*What is required*:
A line belongs in the answer if it contains "frame"; copy every such line from the entries below.

(Images for object localization)

= = = = =

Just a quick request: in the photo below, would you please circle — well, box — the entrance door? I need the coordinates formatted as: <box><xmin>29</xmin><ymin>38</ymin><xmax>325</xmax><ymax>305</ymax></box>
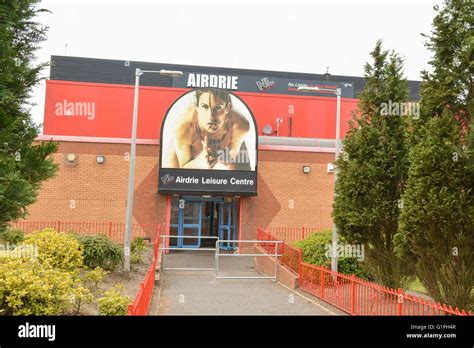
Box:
<box><xmin>218</xmin><ymin>200</ymin><xmax>237</xmax><ymax>250</ymax></box>
<box><xmin>170</xmin><ymin>196</ymin><xmax>202</xmax><ymax>248</ymax></box>
<box><xmin>169</xmin><ymin>195</ymin><xmax>238</xmax><ymax>249</ymax></box>
<box><xmin>181</xmin><ymin>199</ymin><xmax>202</xmax><ymax>248</ymax></box>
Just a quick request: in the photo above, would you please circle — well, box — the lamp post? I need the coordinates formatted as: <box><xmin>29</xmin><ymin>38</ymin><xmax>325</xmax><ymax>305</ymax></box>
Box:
<box><xmin>297</xmin><ymin>85</ymin><xmax>341</xmax><ymax>272</ymax></box>
<box><xmin>124</xmin><ymin>68</ymin><xmax>183</xmax><ymax>272</ymax></box>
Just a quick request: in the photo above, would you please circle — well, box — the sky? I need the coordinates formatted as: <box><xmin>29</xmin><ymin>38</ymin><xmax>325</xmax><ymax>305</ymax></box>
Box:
<box><xmin>30</xmin><ymin>0</ymin><xmax>442</xmax><ymax>129</ymax></box>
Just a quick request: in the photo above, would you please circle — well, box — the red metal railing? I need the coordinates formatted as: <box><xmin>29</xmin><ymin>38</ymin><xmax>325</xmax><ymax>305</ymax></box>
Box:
<box><xmin>9</xmin><ymin>220</ymin><xmax>162</xmax><ymax>243</ymax></box>
<box><xmin>299</xmin><ymin>262</ymin><xmax>472</xmax><ymax>316</ymax></box>
<box><xmin>265</xmin><ymin>226</ymin><xmax>325</xmax><ymax>243</ymax></box>
<box><xmin>256</xmin><ymin>227</ymin><xmax>281</xmax><ymax>254</ymax></box>
<box><xmin>260</xmin><ymin>226</ymin><xmax>472</xmax><ymax>316</ymax></box>
<box><xmin>128</xmin><ymin>226</ymin><xmax>161</xmax><ymax>316</ymax></box>
<box><xmin>281</xmin><ymin>243</ymin><xmax>303</xmax><ymax>276</ymax></box>
<box><xmin>257</xmin><ymin>227</ymin><xmax>302</xmax><ymax>274</ymax></box>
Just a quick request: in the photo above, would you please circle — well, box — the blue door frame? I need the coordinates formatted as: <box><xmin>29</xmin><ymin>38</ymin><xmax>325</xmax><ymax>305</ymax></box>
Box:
<box><xmin>218</xmin><ymin>201</ymin><xmax>237</xmax><ymax>250</ymax></box>
<box><xmin>170</xmin><ymin>196</ymin><xmax>236</xmax><ymax>250</ymax></box>
<box><xmin>170</xmin><ymin>197</ymin><xmax>203</xmax><ymax>248</ymax></box>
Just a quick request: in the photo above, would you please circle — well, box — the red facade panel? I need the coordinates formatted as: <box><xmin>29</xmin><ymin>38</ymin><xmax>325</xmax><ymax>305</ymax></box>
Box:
<box><xmin>43</xmin><ymin>80</ymin><xmax>359</xmax><ymax>140</ymax></box>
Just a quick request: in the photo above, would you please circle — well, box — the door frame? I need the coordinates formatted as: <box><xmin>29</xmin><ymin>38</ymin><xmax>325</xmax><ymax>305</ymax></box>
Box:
<box><xmin>169</xmin><ymin>196</ymin><xmax>203</xmax><ymax>249</ymax></box>
<box><xmin>179</xmin><ymin>199</ymin><xmax>202</xmax><ymax>248</ymax></box>
<box><xmin>217</xmin><ymin>200</ymin><xmax>237</xmax><ymax>250</ymax></box>
<box><xmin>165</xmin><ymin>195</ymin><xmax>241</xmax><ymax>250</ymax></box>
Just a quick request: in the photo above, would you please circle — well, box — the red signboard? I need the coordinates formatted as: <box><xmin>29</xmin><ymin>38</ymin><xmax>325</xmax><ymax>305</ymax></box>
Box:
<box><xmin>43</xmin><ymin>80</ymin><xmax>359</xmax><ymax>140</ymax></box>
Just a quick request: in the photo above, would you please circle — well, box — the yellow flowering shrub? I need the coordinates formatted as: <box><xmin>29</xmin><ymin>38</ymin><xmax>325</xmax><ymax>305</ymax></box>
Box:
<box><xmin>0</xmin><ymin>258</ymin><xmax>76</xmax><ymax>315</ymax></box>
<box><xmin>97</xmin><ymin>284</ymin><xmax>130</xmax><ymax>316</ymax></box>
<box><xmin>24</xmin><ymin>228</ymin><xmax>83</xmax><ymax>271</ymax></box>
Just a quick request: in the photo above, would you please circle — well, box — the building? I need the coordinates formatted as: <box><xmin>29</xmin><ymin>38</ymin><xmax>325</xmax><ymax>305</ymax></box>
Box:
<box><xmin>26</xmin><ymin>56</ymin><xmax>420</xmax><ymax>247</ymax></box>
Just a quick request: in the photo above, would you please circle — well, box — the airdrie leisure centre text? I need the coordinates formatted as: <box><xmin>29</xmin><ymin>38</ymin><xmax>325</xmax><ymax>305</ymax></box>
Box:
<box><xmin>175</xmin><ymin>176</ymin><xmax>254</xmax><ymax>186</ymax></box>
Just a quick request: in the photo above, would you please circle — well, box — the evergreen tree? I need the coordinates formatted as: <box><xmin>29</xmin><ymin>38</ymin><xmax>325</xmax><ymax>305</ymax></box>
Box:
<box><xmin>399</xmin><ymin>0</ymin><xmax>473</xmax><ymax>310</ymax></box>
<box><xmin>333</xmin><ymin>41</ymin><xmax>412</xmax><ymax>288</ymax></box>
<box><xmin>0</xmin><ymin>0</ymin><xmax>57</xmax><ymax>232</ymax></box>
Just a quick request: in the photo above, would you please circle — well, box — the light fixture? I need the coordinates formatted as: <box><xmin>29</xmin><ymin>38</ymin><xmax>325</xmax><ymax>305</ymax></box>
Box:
<box><xmin>66</xmin><ymin>153</ymin><xmax>76</xmax><ymax>162</ymax></box>
<box><xmin>159</xmin><ymin>69</ymin><xmax>183</xmax><ymax>77</ymax></box>
<box><xmin>327</xmin><ymin>163</ymin><xmax>335</xmax><ymax>173</ymax></box>
<box><xmin>303</xmin><ymin>165</ymin><xmax>311</xmax><ymax>174</ymax></box>
<box><xmin>262</xmin><ymin>124</ymin><xmax>273</xmax><ymax>135</ymax></box>
<box><xmin>96</xmin><ymin>155</ymin><xmax>105</xmax><ymax>164</ymax></box>
<box><xmin>64</xmin><ymin>153</ymin><xmax>78</xmax><ymax>166</ymax></box>
<box><xmin>297</xmin><ymin>86</ymin><xmax>320</xmax><ymax>92</ymax></box>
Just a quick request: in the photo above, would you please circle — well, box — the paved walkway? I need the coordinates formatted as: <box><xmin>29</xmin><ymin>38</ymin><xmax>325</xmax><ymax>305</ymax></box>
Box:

= = = = =

*Task response*:
Just a quick request: in the photo above, would you please circle — well, box — the blue door frame? I need the coordinates formatted as: <box><xmin>29</xmin><ymin>38</ymin><xmax>325</xmax><ymax>305</ymax></box>
Just a quick request: in the photo above, would you please circle — well, box — the door frame? I need the coordinates formatted as: <box><xmin>29</xmin><ymin>38</ymin><xmax>325</xmax><ymax>305</ymax></box>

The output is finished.